**PASSAGE GIVEN:**
▬▬▬

Instead of thinking that way, let's pre-process the JSON, and fix it!
So you could write a little script beforehand to fix your JSON. You can do it in Swift!
In a quick & dirty way, you could do this:
All definitions must be one line (else you might have to fix manually for them)
Create a fixJSON.swift file (in Terminal.app: $>touch fixJSON.swift), make it executable ($ chmod +x fixJSON.swift), put that code inside it:
#!/usr/bin/swift
import Foundation
func fixingJSON(_ input: String) -> String? {
let lines = input.components(separatedBy: .newlines)
let regex = try! NSRegularExpression(pattern: "\"(\\w+)\":\"(.*?)\",", options: [])
let output = lines.reduce(into: [String: [String]]()) { partialResult, aLine in
var cleaned = aLine.trimmingCharacters(in: .whitespaces)
guard !cleaned.isEmpty else { return }
if !cleaned.hasSuffix(",") { //Articially add a ",", for the last line case
cleaned.append(",")
}
guard let match = regex.firstMatch(in: cleaned, options: [], range: NSRange(location: 0, length: cleaned.utf16.count)) else { return }
guard let wordRange = Range(match.range(at: 1), in: cleaned),
let definitionRange = Range(match.range(at: 2), in: cleaned) else { return }
partialResult[String(cleaned[wordRange]), default: [String]()] += [String(cleaned[definitionRange])]
}
// print(output)
do {
let encoder = JSONEncoder()
encoder.outputFormatting = [.prettyPrinted, .sortedKeys]
let asJSONData = try encoder.encode(output)
let asJSONString = String(data: asJSONData, encoding: .utf8)
// print(asJSONString!)
return asJSONString
} catch {
print("Error while encoding: \(error)")
return nil
}
}
func main() {
do {
//To change
let path = "translate.json"
let content = try String(contentsOfFile: path)
guard let output = fixingJSON(content) else { return }
//To change
let outputPath = "translate2.json"
try output.write(to: URL(fileURLWithPath: outputPath), atomically: true, encoding: .utf8)
} catch {
print("Oops, error while trying to read or write content of file:\n\(error)")
}
}
main()
Modify path/output path values, it's easier if you put it as the same place as the script file, then the path will be just the name of the file.
Then, in Terminal.app, just write $> ./fixJSON.swift
Okay, now, let's talk about what the script does.
As said, it's quick & dirty, and might have issues.

▬▬▬

**DATA EXCERPTS:**
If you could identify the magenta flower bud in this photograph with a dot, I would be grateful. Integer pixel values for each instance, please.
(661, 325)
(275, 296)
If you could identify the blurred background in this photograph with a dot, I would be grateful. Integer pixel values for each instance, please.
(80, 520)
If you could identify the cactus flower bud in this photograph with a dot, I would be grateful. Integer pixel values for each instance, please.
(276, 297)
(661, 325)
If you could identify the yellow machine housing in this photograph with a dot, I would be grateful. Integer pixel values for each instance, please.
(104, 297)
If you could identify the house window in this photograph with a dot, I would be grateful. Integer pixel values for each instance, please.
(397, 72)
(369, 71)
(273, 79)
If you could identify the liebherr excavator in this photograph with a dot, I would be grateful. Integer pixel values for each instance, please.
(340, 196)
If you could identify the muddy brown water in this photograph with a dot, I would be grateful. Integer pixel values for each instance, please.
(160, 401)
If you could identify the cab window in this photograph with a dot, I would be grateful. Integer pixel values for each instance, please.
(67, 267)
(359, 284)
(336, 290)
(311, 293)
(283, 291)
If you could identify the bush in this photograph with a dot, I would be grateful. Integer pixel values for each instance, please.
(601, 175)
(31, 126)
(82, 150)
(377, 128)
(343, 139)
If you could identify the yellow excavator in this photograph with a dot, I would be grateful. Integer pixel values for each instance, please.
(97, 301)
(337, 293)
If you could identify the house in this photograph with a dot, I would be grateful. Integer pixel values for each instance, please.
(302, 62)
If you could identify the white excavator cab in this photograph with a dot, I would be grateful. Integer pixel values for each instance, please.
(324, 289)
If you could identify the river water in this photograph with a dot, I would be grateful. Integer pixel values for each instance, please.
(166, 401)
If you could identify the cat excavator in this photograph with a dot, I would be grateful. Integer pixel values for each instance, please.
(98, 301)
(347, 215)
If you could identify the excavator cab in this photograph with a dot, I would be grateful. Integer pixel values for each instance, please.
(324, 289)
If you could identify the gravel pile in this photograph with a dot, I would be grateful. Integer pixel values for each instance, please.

▬▬▬

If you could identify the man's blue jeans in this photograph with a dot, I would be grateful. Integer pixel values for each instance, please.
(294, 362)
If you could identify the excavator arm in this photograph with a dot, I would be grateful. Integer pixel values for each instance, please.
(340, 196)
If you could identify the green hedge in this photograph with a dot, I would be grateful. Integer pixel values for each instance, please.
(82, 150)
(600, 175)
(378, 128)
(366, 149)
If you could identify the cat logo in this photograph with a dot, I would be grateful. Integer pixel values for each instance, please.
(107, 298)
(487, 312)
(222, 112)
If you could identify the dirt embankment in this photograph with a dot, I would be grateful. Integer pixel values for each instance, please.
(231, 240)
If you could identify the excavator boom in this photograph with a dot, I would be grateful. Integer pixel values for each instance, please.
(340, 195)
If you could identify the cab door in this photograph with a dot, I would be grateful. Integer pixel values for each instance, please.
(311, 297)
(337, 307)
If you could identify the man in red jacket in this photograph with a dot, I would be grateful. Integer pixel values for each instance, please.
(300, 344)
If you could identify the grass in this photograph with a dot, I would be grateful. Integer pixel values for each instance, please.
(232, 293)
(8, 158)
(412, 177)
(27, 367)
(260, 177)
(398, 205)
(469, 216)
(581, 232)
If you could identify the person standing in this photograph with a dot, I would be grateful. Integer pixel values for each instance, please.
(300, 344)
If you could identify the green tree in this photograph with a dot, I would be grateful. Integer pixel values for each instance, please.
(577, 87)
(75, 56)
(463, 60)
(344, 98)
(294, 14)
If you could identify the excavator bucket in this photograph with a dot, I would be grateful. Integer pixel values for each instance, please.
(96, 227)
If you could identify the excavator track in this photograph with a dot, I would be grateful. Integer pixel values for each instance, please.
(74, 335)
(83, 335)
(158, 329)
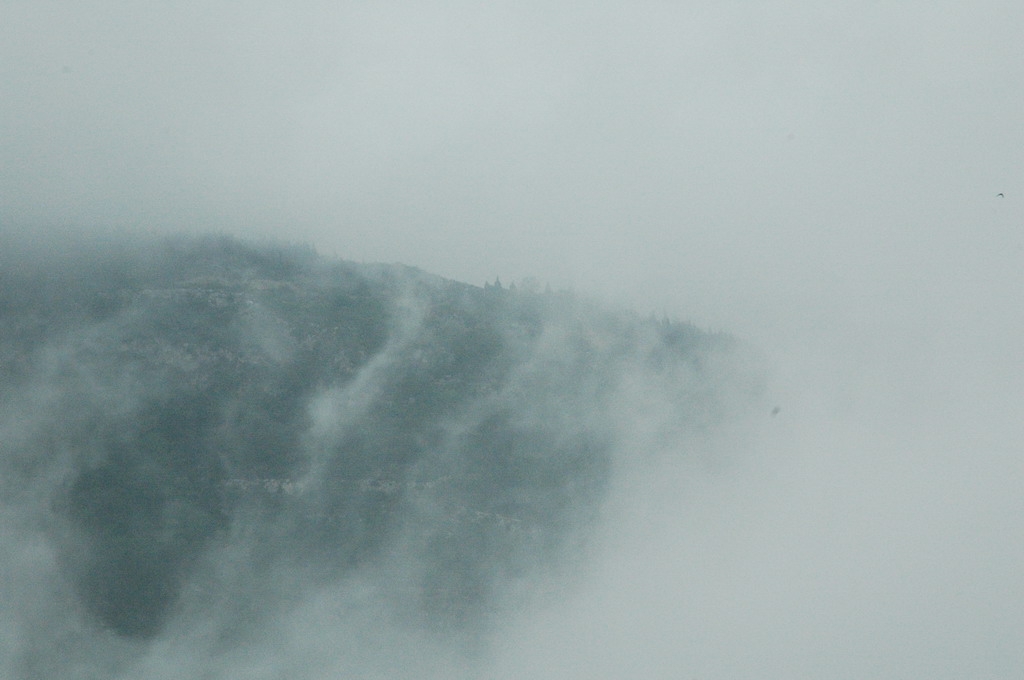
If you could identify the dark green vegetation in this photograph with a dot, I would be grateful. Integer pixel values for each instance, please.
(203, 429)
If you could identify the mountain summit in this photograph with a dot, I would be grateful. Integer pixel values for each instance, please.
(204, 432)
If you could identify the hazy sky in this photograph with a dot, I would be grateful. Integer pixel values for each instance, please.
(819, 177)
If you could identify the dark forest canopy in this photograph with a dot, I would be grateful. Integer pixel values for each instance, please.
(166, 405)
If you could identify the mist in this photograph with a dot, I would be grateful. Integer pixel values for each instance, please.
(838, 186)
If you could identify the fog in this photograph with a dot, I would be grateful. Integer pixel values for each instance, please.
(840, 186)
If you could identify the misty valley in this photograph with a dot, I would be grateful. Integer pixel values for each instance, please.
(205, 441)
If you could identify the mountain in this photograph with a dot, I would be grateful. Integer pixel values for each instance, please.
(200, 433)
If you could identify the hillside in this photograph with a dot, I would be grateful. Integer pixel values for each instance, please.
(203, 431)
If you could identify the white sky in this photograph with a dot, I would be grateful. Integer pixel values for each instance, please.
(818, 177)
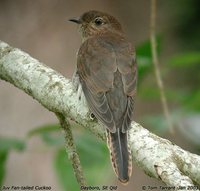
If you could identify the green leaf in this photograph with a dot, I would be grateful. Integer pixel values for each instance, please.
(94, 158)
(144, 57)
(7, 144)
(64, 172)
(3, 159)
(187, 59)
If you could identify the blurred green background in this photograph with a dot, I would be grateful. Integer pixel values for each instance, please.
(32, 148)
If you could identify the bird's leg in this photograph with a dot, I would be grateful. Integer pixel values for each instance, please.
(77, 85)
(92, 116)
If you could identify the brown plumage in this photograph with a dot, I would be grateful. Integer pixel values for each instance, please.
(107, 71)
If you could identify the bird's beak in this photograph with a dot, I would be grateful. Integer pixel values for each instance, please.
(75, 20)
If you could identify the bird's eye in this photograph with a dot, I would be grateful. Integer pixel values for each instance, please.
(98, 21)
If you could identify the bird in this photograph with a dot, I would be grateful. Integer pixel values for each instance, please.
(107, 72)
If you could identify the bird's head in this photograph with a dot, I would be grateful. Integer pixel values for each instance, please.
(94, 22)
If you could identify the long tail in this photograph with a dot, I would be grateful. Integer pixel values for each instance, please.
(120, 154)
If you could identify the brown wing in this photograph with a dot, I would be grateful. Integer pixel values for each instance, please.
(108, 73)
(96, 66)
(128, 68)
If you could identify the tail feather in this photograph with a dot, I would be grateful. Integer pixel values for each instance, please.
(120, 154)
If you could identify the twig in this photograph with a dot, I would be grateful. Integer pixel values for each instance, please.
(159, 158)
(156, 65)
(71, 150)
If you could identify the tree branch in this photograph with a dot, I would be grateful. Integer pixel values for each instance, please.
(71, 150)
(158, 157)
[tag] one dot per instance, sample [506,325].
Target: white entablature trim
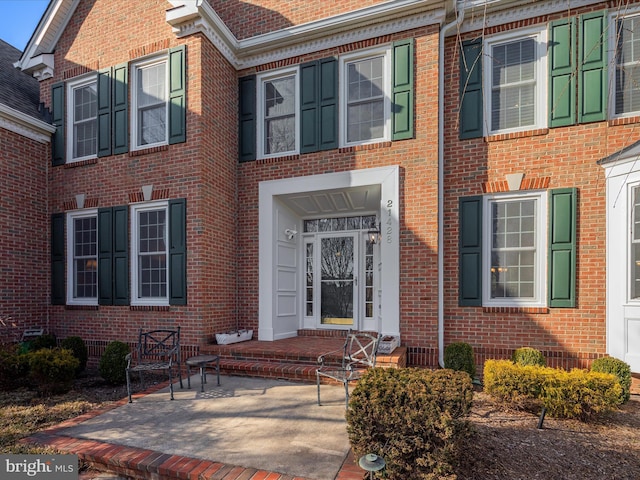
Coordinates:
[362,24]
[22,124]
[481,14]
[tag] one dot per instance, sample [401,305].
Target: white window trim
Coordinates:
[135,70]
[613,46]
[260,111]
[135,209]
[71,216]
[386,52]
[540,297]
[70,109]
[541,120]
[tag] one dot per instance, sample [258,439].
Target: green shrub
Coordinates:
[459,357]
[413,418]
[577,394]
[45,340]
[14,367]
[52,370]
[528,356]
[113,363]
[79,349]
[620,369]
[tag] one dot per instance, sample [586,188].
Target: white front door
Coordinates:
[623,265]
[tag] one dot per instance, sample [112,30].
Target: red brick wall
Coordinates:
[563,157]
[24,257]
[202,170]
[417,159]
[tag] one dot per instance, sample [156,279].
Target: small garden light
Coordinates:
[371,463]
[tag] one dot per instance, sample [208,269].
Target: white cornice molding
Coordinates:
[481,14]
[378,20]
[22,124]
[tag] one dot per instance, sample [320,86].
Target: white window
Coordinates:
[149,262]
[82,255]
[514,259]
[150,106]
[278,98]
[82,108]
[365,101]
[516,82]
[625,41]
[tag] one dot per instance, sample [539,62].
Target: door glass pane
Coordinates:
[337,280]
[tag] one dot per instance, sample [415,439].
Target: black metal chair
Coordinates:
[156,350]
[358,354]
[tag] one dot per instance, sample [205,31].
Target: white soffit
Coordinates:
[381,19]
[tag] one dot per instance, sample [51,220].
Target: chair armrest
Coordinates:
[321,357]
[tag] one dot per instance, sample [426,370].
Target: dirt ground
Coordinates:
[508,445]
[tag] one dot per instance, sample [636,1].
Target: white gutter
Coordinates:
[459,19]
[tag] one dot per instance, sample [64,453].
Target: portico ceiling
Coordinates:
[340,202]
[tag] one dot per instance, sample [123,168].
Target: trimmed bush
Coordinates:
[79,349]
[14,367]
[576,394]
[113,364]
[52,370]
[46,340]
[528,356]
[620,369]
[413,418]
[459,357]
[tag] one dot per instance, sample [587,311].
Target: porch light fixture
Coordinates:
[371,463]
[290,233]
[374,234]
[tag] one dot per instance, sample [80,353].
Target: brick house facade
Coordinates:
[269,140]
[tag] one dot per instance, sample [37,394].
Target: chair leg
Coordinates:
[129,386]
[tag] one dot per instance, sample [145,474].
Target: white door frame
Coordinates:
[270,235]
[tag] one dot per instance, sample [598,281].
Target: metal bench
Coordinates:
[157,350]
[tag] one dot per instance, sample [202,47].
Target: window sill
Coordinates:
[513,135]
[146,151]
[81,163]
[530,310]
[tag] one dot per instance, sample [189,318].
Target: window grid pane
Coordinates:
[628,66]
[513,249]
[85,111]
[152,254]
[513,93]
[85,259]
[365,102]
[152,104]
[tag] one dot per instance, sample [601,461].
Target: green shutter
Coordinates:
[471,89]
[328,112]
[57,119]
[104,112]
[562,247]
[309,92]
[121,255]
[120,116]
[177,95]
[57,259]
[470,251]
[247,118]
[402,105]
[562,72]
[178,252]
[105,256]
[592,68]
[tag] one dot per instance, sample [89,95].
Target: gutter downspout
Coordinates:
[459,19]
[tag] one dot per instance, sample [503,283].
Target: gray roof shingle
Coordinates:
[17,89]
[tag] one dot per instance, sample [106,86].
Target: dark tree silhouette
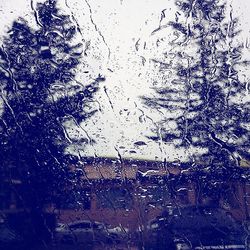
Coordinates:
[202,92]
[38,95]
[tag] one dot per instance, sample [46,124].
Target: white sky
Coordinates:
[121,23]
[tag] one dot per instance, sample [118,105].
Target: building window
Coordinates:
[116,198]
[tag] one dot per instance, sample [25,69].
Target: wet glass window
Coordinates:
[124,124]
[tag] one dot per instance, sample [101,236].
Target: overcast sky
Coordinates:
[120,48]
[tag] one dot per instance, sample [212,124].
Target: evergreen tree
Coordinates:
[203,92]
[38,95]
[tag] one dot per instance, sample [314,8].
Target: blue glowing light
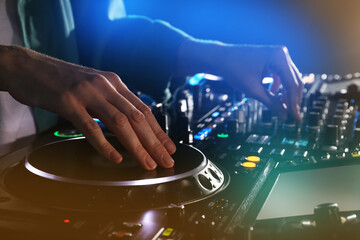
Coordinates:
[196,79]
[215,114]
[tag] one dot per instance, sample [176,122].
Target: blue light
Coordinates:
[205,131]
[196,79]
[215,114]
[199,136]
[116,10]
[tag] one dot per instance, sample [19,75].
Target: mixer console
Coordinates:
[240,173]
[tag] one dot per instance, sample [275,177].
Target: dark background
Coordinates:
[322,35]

▬▬▬

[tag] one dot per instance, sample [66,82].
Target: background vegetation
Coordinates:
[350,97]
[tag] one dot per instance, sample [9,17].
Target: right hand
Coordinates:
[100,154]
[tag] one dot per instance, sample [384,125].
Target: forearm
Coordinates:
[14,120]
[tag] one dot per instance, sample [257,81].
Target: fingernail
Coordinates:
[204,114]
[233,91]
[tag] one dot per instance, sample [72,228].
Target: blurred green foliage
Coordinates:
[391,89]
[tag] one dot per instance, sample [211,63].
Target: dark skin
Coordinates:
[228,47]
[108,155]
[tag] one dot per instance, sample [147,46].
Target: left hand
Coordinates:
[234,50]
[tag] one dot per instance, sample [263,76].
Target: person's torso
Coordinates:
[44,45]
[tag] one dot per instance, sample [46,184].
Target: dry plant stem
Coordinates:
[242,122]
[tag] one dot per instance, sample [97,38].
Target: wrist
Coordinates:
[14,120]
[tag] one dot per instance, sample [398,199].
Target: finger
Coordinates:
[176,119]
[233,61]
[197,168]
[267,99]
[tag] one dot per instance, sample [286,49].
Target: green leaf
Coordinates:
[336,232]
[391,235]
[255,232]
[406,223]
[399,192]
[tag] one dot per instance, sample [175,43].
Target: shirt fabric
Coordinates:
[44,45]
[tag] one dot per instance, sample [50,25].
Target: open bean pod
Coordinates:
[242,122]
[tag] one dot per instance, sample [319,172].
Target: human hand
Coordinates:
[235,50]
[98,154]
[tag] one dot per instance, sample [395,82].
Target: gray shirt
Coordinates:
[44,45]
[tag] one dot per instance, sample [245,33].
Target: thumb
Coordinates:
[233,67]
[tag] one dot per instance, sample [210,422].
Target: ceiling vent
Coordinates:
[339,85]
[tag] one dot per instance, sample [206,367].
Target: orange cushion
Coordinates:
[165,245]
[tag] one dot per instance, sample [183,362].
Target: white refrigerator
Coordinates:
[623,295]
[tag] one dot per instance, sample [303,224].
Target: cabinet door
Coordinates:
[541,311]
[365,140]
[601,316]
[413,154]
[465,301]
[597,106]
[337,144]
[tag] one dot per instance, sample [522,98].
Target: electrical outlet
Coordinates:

▬▬▬

**WHAT THE TASK ASKS:** Repeat everything in the JSON-fixing post from "guard let output" down to "true, encoding: .utf8)", word for word. These entries were taken from a different source.

**ANSWER BELOW:**
guard let output = fixingJSON(content) else { return }
//To change
let outputPath = "translate2.json"
try output.write(to: URL(fileURLWithPath: outputPath), atomically: true, encoding: .utf8)